- [Task objective]:
Copy every line of the listing below that contains the string "window", matching its case exactly.
※
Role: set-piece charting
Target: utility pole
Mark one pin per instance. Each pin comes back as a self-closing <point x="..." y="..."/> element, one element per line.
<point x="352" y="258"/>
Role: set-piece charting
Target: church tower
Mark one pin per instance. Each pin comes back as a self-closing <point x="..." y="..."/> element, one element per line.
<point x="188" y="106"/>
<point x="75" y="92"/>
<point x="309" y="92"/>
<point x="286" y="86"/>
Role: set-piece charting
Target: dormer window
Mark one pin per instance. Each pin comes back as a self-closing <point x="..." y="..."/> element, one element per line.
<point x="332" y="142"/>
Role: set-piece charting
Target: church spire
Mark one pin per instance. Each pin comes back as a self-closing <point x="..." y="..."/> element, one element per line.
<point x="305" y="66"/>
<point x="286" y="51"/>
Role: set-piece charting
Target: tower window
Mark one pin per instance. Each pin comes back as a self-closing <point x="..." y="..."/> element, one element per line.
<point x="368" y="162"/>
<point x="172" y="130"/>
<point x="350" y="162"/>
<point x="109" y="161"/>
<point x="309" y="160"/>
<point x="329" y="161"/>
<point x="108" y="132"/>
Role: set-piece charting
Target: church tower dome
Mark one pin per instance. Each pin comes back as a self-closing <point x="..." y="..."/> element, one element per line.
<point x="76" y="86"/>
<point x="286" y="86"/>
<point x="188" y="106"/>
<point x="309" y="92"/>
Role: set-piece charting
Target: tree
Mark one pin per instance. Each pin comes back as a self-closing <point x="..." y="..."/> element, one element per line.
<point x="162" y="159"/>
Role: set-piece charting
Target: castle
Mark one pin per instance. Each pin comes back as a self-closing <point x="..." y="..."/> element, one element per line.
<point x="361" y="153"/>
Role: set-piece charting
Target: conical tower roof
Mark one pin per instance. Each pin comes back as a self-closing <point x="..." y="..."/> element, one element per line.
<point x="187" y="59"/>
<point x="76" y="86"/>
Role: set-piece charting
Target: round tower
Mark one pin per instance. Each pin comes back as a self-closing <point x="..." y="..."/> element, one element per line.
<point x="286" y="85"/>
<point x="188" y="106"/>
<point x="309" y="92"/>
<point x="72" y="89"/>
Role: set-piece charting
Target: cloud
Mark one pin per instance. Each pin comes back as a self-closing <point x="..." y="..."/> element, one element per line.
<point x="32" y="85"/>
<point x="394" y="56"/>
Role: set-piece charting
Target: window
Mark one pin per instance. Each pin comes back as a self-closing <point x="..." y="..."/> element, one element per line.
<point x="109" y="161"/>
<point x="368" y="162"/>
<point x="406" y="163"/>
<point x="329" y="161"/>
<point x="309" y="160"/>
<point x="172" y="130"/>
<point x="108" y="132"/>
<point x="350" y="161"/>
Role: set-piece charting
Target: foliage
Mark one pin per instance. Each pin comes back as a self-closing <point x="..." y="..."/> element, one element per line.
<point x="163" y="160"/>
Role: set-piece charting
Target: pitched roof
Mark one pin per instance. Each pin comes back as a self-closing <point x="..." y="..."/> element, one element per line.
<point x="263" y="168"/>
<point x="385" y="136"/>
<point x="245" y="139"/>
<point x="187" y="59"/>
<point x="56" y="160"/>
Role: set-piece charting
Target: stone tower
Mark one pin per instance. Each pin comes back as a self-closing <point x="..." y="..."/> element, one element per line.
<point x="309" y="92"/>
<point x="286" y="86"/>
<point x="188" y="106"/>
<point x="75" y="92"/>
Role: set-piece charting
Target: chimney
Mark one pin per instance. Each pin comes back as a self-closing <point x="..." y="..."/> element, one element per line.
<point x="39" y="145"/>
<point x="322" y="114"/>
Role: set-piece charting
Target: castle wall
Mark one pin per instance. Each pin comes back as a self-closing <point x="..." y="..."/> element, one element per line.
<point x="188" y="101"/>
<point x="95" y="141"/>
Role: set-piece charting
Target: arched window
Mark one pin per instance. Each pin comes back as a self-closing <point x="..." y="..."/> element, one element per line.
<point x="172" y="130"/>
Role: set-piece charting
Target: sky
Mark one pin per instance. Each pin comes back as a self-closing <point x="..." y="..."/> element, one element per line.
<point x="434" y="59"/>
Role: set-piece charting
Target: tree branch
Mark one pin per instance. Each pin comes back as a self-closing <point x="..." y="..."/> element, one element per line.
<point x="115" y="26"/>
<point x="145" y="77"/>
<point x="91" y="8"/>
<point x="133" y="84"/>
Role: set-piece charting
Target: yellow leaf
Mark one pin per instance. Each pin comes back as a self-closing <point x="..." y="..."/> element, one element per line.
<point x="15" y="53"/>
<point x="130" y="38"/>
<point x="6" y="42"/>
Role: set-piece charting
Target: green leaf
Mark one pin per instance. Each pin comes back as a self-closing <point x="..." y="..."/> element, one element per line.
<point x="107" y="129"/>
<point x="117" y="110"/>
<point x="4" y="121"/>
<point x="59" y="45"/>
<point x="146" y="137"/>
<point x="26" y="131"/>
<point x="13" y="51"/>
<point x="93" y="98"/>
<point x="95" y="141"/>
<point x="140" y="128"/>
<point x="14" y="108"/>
※
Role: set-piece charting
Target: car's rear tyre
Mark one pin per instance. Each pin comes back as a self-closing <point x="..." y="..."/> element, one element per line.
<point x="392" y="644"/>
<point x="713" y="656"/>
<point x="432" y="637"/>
※
- [Solution to this exercise]:
Target: dormer window
Target: tower window
Target: window
Target: arched window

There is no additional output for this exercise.